* [Instructions for the task] Write out every line of the records below, requests included, and increase each coordinate in the answers by 124. Leave the pictures out.

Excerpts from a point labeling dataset
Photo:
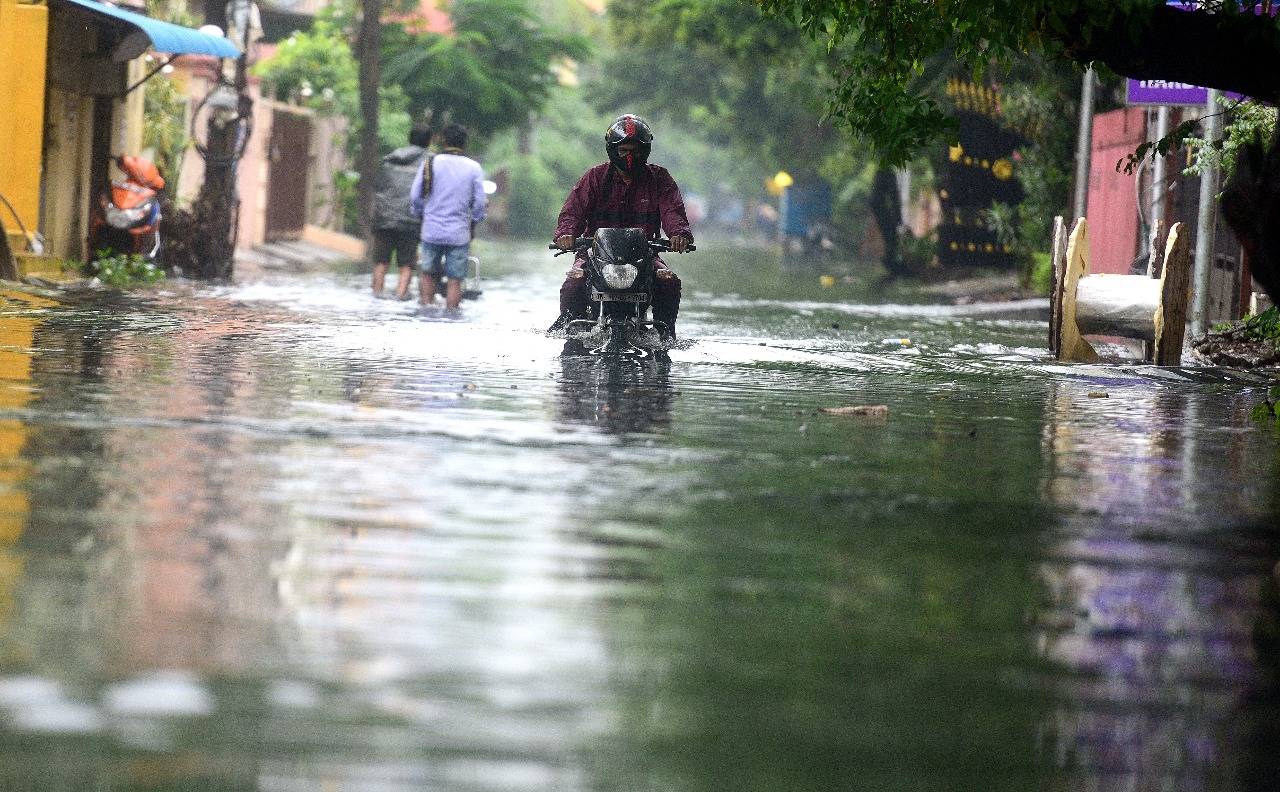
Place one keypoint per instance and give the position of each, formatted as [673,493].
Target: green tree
[752,82]
[883,44]
[492,72]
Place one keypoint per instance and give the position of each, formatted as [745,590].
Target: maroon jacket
[602,200]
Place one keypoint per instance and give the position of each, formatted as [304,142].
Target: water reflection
[616,394]
[1156,603]
[302,541]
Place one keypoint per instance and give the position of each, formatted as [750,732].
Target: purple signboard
[1168,92]
[1164,92]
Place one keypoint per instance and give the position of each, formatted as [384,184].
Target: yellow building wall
[23,39]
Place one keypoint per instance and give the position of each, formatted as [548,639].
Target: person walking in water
[394,228]
[448,195]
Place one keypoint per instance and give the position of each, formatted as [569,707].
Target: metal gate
[287,174]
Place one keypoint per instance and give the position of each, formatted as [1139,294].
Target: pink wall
[1112,210]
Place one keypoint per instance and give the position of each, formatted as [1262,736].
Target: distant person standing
[396,228]
[448,195]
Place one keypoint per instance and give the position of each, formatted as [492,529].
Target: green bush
[123,271]
[534,200]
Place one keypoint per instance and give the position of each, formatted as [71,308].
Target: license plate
[621,297]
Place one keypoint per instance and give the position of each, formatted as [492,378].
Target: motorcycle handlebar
[581,243]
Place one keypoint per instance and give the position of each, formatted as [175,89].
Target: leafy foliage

* [Task output]
Photo:
Place one keypoint per instance and give the position of each, formatted as [673,493].
Target: green tree
[876,206]
[1007,168]
[616,196]
Place one keypoint per instance and give the position of each, formatted as [745,590].
Target: maroon jacket
[726,324]
Place one keypoint per instance and give the position of each, formatted as [304,142].
Target: water reflection
[740,518]
[1280,727]
[426,665]
Place one keypoint per instance and give the position of each, formatted as [750,732].
Target: purple signboard
[1292,216]
[1288,216]
Place one keypoint per instance and give the position of each, formatted as [384,184].
Target: yellow building wall
[147,163]
Place one keypoint per instance and give the position of each, formatted as [548,639].
Target: person walking in water
[518,352]
[572,319]
Place one keypoint per instance and give the position of each, formatted as [569,707].
Target: metal gate
[411,298]
Place one keypoint per instance and give the position of each, formatted as [1139,294].
Target: pink wall
[1236,334]
Place one keypoint per instance and give the position of each, formatted as [1262,736].
Target: distant person standing
[520,352]
[572,319]
Place one keypoint per instance and give the position of each, formatted as [492,529].
Target: green bush
[247,395]
[658,324]
Place one keypoint per instance and give the position of each, formatted as [71,308].
Target: license plate
[745,421]
Place one keypoint per instance and give the position of each, formatted as [492,378].
Target: motorcycle handlebar
[705,367]
Place one keypoint per instance and give the position of each, formatted as [175,89].
Target: leafy foliage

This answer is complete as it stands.